* Directive *
Count the lines in the rows below that contain the word "round", and state only the resulting number.

* Records for processing *
++++++

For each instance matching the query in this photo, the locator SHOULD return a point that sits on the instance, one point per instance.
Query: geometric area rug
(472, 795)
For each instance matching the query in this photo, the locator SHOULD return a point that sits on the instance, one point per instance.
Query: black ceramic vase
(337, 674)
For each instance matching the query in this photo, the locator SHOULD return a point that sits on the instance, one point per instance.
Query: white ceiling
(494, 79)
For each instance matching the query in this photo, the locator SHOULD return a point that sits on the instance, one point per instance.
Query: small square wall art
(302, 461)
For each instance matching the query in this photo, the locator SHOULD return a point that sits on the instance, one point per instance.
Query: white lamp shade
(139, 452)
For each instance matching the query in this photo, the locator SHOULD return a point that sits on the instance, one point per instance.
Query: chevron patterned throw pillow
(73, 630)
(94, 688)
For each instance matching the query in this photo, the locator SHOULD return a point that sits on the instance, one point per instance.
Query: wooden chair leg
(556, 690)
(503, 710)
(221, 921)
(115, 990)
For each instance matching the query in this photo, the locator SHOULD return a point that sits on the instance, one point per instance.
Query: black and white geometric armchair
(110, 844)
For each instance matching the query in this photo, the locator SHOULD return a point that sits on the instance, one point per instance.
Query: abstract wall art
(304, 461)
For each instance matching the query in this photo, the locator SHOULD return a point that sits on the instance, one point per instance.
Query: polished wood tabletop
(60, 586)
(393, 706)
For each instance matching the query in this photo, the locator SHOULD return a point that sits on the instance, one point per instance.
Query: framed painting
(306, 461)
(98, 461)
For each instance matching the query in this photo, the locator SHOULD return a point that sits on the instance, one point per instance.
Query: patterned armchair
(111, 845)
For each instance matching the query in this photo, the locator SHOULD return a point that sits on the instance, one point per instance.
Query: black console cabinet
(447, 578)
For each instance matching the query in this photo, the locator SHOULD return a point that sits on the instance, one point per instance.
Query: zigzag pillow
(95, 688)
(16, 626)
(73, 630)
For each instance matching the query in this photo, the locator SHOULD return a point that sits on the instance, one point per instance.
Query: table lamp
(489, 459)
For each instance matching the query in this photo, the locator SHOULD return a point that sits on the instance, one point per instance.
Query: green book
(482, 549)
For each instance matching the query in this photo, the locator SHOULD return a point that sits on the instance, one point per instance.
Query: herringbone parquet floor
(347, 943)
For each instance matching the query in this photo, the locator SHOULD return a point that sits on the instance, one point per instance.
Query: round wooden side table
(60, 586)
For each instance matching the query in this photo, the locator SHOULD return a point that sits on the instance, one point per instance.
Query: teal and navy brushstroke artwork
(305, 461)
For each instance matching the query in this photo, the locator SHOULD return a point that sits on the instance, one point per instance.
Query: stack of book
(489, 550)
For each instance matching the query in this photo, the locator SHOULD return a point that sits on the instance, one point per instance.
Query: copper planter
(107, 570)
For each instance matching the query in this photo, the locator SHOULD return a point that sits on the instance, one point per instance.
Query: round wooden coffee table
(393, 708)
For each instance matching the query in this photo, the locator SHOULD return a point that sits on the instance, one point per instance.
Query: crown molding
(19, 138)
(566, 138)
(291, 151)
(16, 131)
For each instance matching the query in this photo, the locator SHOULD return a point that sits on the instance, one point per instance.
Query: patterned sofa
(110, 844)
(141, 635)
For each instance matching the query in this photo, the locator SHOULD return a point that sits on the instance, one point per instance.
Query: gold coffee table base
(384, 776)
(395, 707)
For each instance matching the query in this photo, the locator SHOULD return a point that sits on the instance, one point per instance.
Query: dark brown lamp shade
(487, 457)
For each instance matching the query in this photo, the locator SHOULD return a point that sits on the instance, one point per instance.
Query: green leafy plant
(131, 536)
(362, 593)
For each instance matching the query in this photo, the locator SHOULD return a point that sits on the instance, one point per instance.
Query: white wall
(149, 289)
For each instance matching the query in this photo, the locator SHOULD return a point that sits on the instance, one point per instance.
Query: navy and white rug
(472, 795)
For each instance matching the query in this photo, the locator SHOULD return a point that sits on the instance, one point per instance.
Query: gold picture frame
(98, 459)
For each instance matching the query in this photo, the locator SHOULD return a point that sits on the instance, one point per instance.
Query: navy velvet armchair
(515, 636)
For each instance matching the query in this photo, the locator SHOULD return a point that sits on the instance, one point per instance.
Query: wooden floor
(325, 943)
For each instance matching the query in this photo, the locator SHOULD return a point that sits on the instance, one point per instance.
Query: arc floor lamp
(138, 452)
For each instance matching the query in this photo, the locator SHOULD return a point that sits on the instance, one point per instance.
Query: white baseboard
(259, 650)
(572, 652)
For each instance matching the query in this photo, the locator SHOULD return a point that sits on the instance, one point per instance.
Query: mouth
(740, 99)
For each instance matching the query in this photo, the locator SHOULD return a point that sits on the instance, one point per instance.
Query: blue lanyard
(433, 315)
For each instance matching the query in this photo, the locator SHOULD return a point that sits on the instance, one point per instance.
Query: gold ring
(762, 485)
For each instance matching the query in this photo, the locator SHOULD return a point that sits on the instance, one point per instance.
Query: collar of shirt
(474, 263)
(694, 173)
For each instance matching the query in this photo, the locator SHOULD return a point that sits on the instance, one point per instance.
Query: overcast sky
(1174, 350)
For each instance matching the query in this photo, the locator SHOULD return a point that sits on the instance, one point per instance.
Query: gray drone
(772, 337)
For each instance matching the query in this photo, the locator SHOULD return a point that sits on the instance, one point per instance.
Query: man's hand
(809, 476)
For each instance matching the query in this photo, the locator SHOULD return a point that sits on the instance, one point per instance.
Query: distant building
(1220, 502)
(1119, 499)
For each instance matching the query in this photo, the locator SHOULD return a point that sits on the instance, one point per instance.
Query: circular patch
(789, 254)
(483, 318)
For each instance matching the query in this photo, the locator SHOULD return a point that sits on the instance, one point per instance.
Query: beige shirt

++++++

* Solution *
2